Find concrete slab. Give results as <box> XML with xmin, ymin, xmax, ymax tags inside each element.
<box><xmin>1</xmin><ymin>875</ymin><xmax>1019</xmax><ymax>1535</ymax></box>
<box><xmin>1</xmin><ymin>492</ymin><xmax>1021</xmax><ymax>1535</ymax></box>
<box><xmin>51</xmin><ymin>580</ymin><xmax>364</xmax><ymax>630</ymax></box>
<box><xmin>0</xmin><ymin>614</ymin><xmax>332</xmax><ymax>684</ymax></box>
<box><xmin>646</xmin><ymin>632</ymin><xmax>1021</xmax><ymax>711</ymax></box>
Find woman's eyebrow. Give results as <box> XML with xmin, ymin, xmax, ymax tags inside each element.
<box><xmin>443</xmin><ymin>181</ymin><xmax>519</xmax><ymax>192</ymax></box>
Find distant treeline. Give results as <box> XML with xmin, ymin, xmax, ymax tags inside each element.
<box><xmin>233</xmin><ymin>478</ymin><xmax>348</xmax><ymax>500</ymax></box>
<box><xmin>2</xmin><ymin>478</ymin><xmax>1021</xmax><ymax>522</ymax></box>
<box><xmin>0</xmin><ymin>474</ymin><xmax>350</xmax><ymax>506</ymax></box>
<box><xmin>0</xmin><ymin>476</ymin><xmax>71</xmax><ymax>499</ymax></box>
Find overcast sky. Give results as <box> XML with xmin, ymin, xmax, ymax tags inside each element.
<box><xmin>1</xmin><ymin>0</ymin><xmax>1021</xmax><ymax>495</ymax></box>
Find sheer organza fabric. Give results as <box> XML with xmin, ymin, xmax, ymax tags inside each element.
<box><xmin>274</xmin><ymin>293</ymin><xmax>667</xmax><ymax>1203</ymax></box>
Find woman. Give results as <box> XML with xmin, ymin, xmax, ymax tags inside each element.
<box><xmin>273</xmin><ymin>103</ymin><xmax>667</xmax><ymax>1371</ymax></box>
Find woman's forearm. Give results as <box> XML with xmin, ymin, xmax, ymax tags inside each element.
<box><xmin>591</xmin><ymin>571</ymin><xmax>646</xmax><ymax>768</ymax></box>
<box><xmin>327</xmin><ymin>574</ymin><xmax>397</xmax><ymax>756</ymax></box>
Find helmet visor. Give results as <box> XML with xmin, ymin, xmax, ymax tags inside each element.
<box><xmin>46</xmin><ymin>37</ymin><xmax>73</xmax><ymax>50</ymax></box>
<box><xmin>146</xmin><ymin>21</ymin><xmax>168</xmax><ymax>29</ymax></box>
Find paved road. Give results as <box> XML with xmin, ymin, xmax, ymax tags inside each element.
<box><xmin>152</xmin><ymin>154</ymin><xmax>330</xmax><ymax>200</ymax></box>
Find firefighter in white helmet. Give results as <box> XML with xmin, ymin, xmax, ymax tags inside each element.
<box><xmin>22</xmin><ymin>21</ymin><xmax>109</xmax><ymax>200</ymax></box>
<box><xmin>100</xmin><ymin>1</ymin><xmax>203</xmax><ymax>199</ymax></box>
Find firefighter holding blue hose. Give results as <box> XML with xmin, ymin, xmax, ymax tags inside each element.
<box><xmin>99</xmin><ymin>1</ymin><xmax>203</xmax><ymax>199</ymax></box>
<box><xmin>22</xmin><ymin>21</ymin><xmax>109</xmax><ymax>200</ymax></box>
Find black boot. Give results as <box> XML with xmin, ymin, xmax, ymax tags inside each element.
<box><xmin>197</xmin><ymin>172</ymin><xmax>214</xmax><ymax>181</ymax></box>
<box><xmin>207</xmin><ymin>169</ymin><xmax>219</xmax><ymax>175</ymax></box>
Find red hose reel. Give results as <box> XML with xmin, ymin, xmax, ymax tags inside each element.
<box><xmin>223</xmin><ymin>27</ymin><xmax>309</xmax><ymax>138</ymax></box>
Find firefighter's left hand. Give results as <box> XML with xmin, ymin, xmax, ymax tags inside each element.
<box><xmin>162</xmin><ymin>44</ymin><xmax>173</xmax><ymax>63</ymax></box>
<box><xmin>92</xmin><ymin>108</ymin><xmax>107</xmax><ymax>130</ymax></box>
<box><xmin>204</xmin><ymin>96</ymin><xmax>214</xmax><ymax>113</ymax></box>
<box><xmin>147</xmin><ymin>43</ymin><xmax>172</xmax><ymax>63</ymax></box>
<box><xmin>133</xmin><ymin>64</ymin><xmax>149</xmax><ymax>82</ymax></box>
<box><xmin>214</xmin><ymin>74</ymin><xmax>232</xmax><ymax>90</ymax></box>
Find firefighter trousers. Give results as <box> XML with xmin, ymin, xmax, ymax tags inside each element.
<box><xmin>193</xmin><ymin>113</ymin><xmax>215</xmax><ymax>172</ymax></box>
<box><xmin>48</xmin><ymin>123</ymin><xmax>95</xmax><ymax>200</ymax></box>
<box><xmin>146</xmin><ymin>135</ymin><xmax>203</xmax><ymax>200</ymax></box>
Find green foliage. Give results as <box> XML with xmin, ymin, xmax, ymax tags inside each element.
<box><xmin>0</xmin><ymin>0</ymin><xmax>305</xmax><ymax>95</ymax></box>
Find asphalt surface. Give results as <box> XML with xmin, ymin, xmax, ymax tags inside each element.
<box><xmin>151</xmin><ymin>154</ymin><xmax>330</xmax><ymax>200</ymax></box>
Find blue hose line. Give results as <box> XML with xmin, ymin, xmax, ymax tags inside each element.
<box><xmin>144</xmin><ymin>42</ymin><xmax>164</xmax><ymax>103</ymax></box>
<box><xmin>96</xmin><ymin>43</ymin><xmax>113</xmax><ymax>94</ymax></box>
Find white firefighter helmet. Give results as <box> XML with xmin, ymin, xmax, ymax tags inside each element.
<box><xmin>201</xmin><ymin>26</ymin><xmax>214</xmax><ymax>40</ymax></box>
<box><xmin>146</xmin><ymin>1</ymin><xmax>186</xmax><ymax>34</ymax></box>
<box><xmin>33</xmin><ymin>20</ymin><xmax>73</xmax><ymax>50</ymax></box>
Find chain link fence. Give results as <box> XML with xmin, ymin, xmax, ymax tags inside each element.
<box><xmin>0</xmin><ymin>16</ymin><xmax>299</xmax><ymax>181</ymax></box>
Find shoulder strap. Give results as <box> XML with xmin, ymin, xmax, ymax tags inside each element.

◆ ◆ ◆ ◆

- _PROMPT_
Each line of the data is to be transcribed exactly.

- _SOLUTION TO THIS TASK_
Find concrete slab. Give results as <box> XML with xmin, ymin, xmax, ymax tags inside each element.
<box><xmin>1</xmin><ymin>875</ymin><xmax>1019</xmax><ymax>1535</ymax></box>
<box><xmin>1</xmin><ymin>492</ymin><xmax>1021</xmax><ymax>1535</ymax></box>
<box><xmin>51</xmin><ymin>580</ymin><xmax>364</xmax><ymax>630</ymax></box>
<box><xmin>0</xmin><ymin>614</ymin><xmax>332</xmax><ymax>684</ymax></box>
<box><xmin>646</xmin><ymin>632</ymin><xmax>1021</xmax><ymax>711</ymax></box>
Find woman's eyebrow. Give results as <box> XML with xmin, ymin, xmax, ymax tags inside each element.
<box><xmin>443</xmin><ymin>181</ymin><xmax>519</xmax><ymax>192</ymax></box>
Find distant treeline. Give results as <box> XML with xmin, ymin, xmax, ymax tags inside each element.
<box><xmin>233</xmin><ymin>478</ymin><xmax>348</xmax><ymax>500</ymax></box>
<box><xmin>2</xmin><ymin>478</ymin><xmax>1021</xmax><ymax>522</ymax></box>
<box><xmin>0</xmin><ymin>474</ymin><xmax>350</xmax><ymax>506</ymax></box>
<box><xmin>0</xmin><ymin>476</ymin><xmax>71</xmax><ymax>499</ymax></box>
Find overcast sky. Give results as <box> XML with xmin, ymin, xmax, ymax tags inside each element.
<box><xmin>1</xmin><ymin>0</ymin><xmax>1021</xmax><ymax>495</ymax></box>
Find sheer organza fabric. Give results as <box> XML with xmin, ymin, xmax, ymax tags inside each element.
<box><xmin>274</xmin><ymin>293</ymin><xmax>667</xmax><ymax>1203</ymax></box>
Find woman. Give results as <box> XML with xmin, ymin, xmax, ymax tags inside each element.
<box><xmin>273</xmin><ymin>103</ymin><xmax>667</xmax><ymax>1371</ymax></box>
Find woman's forearm. Give results as <box> XML with xmin, ymin, xmax, ymax tags inside each element.
<box><xmin>591</xmin><ymin>571</ymin><xmax>646</xmax><ymax>768</ymax></box>
<box><xmin>327</xmin><ymin>574</ymin><xmax>397</xmax><ymax>756</ymax></box>
Find helmet visor. Give results as <box> XML with xmin, ymin, xmax, ymax tags inside each element.
<box><xmin>46</xmin><ymin>37</ymin><xmax>73</xmax><ymax>50</ymax></box>
<box><xmin>146</xmin><ymin>21</ymin><xmax>168</xmax><ymax>29</ymax></box>
Find paved road. Give results as <box> XML with xmin, ymin, xmax, ymax tags inside each element.
<box><xmin>152</xmin><ymin>154</ymin><xmax>330</xmax><ymax>200</ymax></box>
Find firefighter in white helmet. Give results as <box> XML with xmin, ymin, xmax, ymax tags inside each element.
<box><xmin>22</xmin><ymin>21</ymin><xmax>109</xmax><ymax>200</ymax></box>
<box><xmin>100</xmin><ymin>1</ymin><xmax>203</xmax><ymax>199</ymax></box>
Find firefighter holding blue hose. Give results as <box> XML with xmin, ymin, xmax, ymax tags inside each element.
<box><xmin>99</xmin><ymin>1</ymin><xmax>203</xmax><ymax>199</ymax></box>
<box><xmin>22</xmin><ymin>21</ymin><xmax>109</xmax><ymax>200</ymax></box>
Find black boot. Give results as <box> XML with xmin, ymin, xmax, ymax tags inside each element.
<box><xmin>197</xmin><ymin>172</ymin><xmax>214</xmax><ymax>181</ymax></box>
<box><xmin>207</xmin><ymin>169</ymin><xmax>219</xmax><ymax>175</ymax></box>
Find red hose reel. Give results as <box> XML with xmin, ymin, xmax, ymax tags inside each element.
<box><xmin>223</xmin><ymin>27</ymin><xmax>309</xmax><ymax>138</ymax></box>
Find firefighter's left hand. Give results as <box> XML with xmin, ymin, xmax, ymax tags inside each element.
<box><xmin>162</xmin><ymin>44</ymin><xmax>173</xmax><ymax>63</ymax></box>
<box><xmin>92</xmin><ymin>108</ymin><xmax>107</xmax><ymax>130</ymax></box>
<box><xmin>204</xmin><ymin>96</ymin><xmax>214</xmax><ymax>113</ymax></box>
<box><xmin>147</xmin><ymin>43</ymin><xmax>172</xmax><ymax>63</ymax></box>
<box><xmin>133</xmin><ymin>64</ymin><xmax>149</xmax><ymax>82</ymax></box>
<box><xmin>214</xmin><ymin>74</ymin><xmax>232</xmax><ymax>90</ymax></box>
Find firefighter trousers. Give results as <box> XML with xmin, ymin, xmax, ymax tags inside each element.
<box><xmin>193</xmin><ymin>113</ymin><xmax>215</xmax><ymax>172</ymax></box>
<box><xmin>48</xmin><ymin>123</ymin><xmax>95</xmax><ymax>200</ymax></box>
<box><xmin>146</xmin><ymin>135</ymin><xmax>203</xmax><ymax>200</ymax></box>
Find green foliage. Give results as <box> XML with xmin, ymin, xmax, ymax tags inside each element.
<box><xmin>0</xmin><ymin>0</ymin><xmax>305</xmax><ymax>95</ymax></box>
Find asphalt surface. Give results as <box> XML with xmin, ymin, xmax, ymax tags inside each element.
<box><xmin>151</xmin><ymin>154</ymin><xmax>330</xmax><ymax>200</ymax></box>
Find blue hose line. Give results as <box> XML with xmin, ymin, xmax, ymax tags inside each element.
<box><xmin>144</xmin><ymin>42</ymin><xmax>164</xmax><ymax>103</ymax></box>
<box><xmin>96</xmin><ymin>43</ymin><xmax>113</xmax><ymax>94</ymax></box>
Find white firefighter helmet. Give results as <box> XML with xmin, ymin, xmax, ymax tags inside each element.
<box><xmin>201</xmin><ymin>26</ymin><xmax>214</xmax><ymax>40</ymax></box>
<box><xmin>146</xmin><ymin>1</ymin><xmax>186</xmax><ymax>34</ymax></box>
<box><xmin>33</xmin><ymin>20</ymin><xmax>73</xmax><ymax>50</ymax></box>
Find chain link fence. Give results as <box> XML with xmin, ymin, xmax, ymax tags inside each element.
<box><xmin>0</xmin><ymin>16</ymin><xmax>299</xmax><ymax>181</ymax></box>
Find shoulder strap. Give results as <box> XML with xmin, ymin, xmax, ymax tags inside each element.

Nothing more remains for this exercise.